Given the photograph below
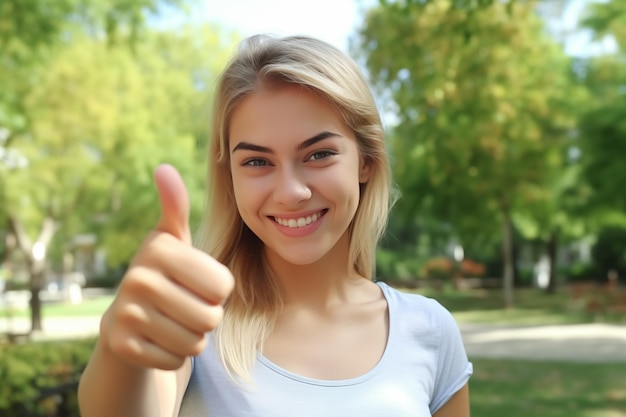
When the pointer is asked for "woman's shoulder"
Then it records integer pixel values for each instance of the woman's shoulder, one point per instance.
(415, 306)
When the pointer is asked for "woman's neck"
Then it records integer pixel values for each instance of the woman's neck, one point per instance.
(329, 280)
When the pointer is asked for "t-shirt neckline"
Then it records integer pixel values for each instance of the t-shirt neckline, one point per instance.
(342, 382)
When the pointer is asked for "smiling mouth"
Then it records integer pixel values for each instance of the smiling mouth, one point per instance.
(295, 223)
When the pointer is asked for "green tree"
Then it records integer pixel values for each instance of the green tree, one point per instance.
(477, 87)
(602, 128)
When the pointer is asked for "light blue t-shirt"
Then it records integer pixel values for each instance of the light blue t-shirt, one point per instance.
(423, 365)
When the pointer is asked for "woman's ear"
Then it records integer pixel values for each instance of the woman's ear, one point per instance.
(365, 171)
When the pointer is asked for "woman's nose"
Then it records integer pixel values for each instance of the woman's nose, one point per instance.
(291, 188)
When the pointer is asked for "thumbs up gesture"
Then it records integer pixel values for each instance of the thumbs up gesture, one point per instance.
(172, 293)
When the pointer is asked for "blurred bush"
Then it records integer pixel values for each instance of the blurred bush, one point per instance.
(31, 372)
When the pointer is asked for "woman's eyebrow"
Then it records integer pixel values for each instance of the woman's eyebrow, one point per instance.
(312, 141)
(305, 144)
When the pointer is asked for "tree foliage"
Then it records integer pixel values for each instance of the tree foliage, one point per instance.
(480, 91)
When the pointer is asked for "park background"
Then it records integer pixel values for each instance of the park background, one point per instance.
(506, 125)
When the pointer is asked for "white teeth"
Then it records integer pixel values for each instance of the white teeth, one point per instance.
(299, 222)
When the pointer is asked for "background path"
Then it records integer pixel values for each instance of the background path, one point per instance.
(581, 342)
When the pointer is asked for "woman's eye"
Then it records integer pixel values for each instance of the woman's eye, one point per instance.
(321, 155)
(255, 162)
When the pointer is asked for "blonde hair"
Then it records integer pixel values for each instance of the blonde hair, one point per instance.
(256, 300)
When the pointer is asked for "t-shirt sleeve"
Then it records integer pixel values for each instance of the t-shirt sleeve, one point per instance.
(453, 367)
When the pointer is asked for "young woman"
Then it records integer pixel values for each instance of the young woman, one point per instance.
(273, 312)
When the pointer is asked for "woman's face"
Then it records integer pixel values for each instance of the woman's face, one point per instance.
(296, 171)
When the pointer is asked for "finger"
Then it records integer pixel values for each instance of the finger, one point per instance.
(175, 302)
(141, 352)
(174, 203)
(191, 268)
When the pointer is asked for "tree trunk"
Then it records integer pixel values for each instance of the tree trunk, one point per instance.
(36, 262)
(36, 285)
(507, 257)
(551, 249)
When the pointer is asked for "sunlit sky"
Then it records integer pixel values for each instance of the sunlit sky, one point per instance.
(336, 20)
(330, 20)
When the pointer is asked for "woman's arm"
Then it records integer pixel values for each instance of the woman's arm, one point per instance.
(457, 406)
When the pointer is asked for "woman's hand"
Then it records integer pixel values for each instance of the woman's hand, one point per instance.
(172, 293)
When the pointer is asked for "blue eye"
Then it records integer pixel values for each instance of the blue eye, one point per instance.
(321, 155)
(255, 162)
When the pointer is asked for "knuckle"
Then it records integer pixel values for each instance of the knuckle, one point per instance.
(198, 347)
(213, 317)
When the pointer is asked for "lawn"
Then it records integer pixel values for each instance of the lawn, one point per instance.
(547, 389)
(89, 307)
(532, 307)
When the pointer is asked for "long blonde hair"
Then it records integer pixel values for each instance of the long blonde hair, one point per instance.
(256, 300)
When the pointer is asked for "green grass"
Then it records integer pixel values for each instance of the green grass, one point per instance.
(547, 389)
(89, 307)
(532, 307)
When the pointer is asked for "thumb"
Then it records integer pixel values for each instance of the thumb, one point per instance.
(174, 203)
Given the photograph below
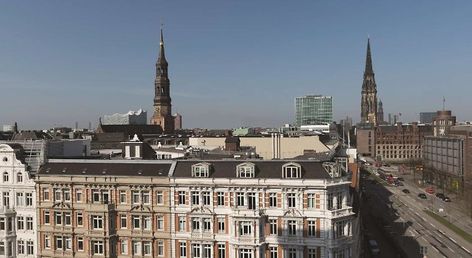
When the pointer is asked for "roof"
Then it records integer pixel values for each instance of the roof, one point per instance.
(110, 168)
(264, 169)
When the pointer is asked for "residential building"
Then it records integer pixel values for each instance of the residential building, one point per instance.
(369, 104)
(313, 110)
(18, 222)
(131, 118)
(104, 208)
(162, 101)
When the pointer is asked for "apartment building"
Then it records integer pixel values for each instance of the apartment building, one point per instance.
(107, 208)
(276, 209)
(17, 210)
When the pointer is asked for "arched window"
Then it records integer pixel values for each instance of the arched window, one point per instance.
(5, 176)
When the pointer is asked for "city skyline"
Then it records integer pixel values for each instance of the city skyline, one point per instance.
(80, 69)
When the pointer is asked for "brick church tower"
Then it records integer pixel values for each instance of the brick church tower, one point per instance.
(369, 93)
(162, 102)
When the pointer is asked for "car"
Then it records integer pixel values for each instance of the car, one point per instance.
(422, 196)
(374, 247)
(430, 190)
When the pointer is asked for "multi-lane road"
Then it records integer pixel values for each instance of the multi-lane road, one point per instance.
(414, 230)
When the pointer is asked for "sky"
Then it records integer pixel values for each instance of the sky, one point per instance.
(231, 63)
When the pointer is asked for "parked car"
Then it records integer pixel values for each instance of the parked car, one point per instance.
(422, 196)
(374, 247)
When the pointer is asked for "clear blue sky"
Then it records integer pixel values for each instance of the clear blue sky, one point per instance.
(231, 63)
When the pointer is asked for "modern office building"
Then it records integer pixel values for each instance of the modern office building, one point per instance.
(18, 221)
(313, 110)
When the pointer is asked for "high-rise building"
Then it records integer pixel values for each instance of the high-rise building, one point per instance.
(313, 110)
(162, 101)
(369, 92)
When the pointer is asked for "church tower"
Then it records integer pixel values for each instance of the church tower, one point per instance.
(369, 92)
(162, 102)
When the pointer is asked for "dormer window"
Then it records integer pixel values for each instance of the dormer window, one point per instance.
(201, 170)
(291, 170)
(245, 170)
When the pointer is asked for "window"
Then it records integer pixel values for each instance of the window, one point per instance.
(136, 222)
(206, 198)
(20, 199)
(183, 249)
(200, 170)
(146, 197)
(291, 170)
(29, 223)
(206, 224)
(239, 199)
(80, 244)
(221, 225)
(292, 227)
(245, 170)
(160, 248)
(47, 241)
(311, 228)
(251, 201)
(160, 197)
(46, 194)
(20, 223)
(181, 223)
(291, 200)
(195, 224)
(272, 199)
(78, 196)
(245, 253)
(97, 247)
(21, 247)
(195, 198)
(123, 221)
(6, 199)
(122, 196)
(57, 195)
(124, 247)
(273, 252)
(311, 200)
(67, 195)
(181, 198)
(220, 198)
(147, 247)
(97, 222)
(135, 196)
(80, 219)
(5, 177)
(136, 248)
(196, 251)
(19, 177)
(29, 199)
(46, 218)
(245, 228)
(160, 222)
(273, 226)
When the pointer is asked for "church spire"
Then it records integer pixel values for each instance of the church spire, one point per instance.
(368, 60)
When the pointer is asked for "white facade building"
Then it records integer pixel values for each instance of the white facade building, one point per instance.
(17, 205)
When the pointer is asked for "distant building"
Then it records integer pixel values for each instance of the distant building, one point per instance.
(427, 117)
(313, 110)
(131, 118)
(443, 122)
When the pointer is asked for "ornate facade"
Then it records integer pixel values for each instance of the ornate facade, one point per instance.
(162, 102)
(369, 103)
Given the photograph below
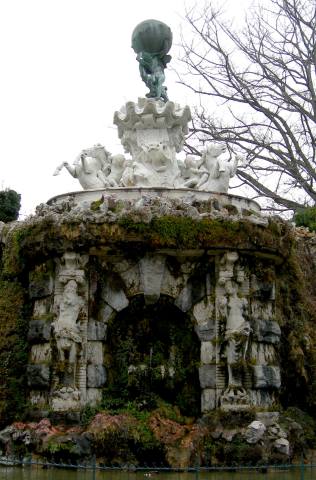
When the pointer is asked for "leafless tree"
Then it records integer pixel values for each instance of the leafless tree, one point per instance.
(263, 79)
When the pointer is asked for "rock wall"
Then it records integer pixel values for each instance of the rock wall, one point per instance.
(85, 267)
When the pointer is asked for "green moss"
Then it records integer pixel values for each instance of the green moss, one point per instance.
(13, 350)
(295, 301)
(306, 217)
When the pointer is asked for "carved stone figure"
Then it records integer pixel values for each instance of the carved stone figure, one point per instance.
(91, 168)
(191, 171)
(128, 177)
(217, 172)
(152, 40)
(117, 169)
(66, 328)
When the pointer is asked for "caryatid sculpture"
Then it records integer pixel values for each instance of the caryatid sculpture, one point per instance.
(152, 40)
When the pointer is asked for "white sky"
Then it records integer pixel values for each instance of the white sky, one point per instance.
(66, 66)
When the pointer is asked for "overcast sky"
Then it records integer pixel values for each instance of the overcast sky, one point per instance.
(66, 66)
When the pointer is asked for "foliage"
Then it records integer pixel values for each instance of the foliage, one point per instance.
(152, 353)
(295, 302)
(306, 218)
(10, 203)
(13, 350)
(263, 79)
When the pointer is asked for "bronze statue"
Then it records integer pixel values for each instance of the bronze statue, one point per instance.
(152, 40)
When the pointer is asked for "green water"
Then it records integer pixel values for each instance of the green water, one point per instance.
(37, 472)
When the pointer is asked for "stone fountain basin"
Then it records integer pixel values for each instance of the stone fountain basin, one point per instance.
(135, 193)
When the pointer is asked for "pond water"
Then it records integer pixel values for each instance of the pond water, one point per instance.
(37, 472)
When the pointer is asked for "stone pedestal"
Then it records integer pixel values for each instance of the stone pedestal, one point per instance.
(214, 268)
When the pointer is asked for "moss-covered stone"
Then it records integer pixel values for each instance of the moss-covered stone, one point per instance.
(13, 350)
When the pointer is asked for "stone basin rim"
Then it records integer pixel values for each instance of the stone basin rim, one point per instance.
(135, 193)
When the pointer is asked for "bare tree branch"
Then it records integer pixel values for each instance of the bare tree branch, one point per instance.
(264, 79)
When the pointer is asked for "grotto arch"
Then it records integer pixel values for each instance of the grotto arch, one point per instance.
(152, 352)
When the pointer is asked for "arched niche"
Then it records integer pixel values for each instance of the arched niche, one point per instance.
(152, 352)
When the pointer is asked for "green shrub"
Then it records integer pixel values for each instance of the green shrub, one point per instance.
(306, 217)
(10, 203)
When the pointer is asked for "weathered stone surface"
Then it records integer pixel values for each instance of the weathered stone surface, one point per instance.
(94, 396)
(207, 375)
(208, 400)
(152, 270)
(96, 376)
(38, 399)
(262, 398)
(41, 307)
(130, 274)
(267, 331)
(263, 353)
(203, 313)
(266, 376)
(268, 418)
(207, 352)
(229, 435)
(282, 445)
(40, 285)
(106, 313)
(96, 330)
(38, 376)
(39, 331)
(41, 353)
(95, 353)
(114, 295)
(255, 431)
(191, 294)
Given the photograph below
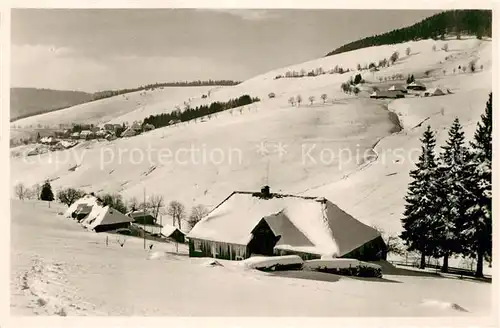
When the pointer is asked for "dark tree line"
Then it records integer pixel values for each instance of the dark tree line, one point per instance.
(475, 22)
(188, 113)
(112, 93)
(449, 200)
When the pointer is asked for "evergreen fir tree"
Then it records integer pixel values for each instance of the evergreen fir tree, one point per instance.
(476, 228)
(421, 212)
(47, 193)
(453, 171)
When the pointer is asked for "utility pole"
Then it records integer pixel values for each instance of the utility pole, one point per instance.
(144, 218)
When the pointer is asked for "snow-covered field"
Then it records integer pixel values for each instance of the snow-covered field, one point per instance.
(58, 268)
(118, 109)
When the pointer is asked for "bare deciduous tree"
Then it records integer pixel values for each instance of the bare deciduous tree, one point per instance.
(155, 203)
(20, 191)
(69, 196)
(197, 213)
(177, 211)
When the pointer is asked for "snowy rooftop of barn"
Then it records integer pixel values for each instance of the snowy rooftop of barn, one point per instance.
(307, 224)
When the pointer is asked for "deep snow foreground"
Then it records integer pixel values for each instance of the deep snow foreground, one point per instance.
(58, 268)
(303, 150)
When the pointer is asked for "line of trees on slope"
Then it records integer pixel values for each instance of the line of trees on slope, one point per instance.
(449, 200)
(475, 22)
(111, 93)
(189, 113)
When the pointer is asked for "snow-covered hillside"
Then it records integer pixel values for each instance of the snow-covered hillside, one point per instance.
(302, 150)
(58, 268)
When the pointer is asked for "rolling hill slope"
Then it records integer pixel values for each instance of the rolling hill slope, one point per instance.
(26, 102)
(349, 149)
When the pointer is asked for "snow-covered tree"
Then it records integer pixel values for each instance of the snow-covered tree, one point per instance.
(453, 171)
(420, 215)
(476, 228)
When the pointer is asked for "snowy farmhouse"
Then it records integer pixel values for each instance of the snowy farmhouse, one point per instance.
(105, 218)
(416, 86)
(399, 88)
(172, 233)
(433, 92)
(265, 223)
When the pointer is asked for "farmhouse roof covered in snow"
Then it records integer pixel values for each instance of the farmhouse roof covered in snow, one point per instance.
(305, 224)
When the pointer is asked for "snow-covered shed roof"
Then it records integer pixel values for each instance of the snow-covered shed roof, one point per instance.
(87, 200)
(104, 215)
(308, 224)
(434, 91)
(396, 88)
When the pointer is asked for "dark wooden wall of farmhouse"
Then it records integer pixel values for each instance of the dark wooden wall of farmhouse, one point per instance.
(217, 250)
(373, 250)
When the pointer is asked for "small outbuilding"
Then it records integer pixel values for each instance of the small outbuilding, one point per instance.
(433, 92)
(264, 223)
(172, 233)
(399, 88)
(387, 94)
(87, 200)
(130, 132)
(142, 217)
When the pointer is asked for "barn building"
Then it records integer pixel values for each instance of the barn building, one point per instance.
(141, 217)
(80, 206)
(433, 92)
(387, 94)
(265, 223)
(416, 86)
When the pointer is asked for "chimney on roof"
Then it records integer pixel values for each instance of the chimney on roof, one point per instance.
(265, 192)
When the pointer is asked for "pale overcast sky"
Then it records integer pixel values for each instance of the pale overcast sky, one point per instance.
(91, 50)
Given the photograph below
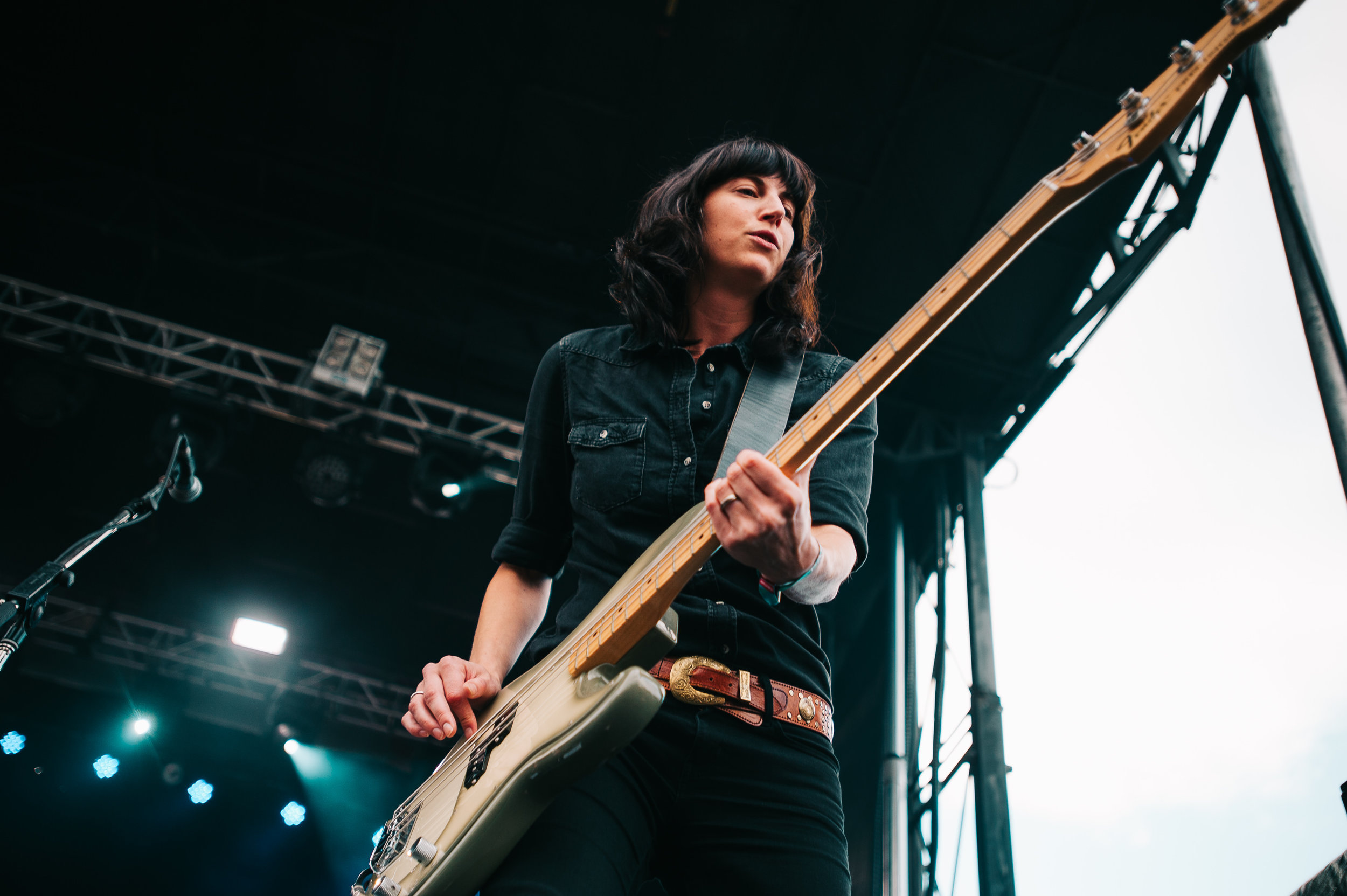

═══

◆ **STATED PROBLEM**: Count the lines in the data above that contain the string "dark", treating uppercase and lowercase as different. Reply with the number alone.

◆ **CORRECT ANSWER**: 4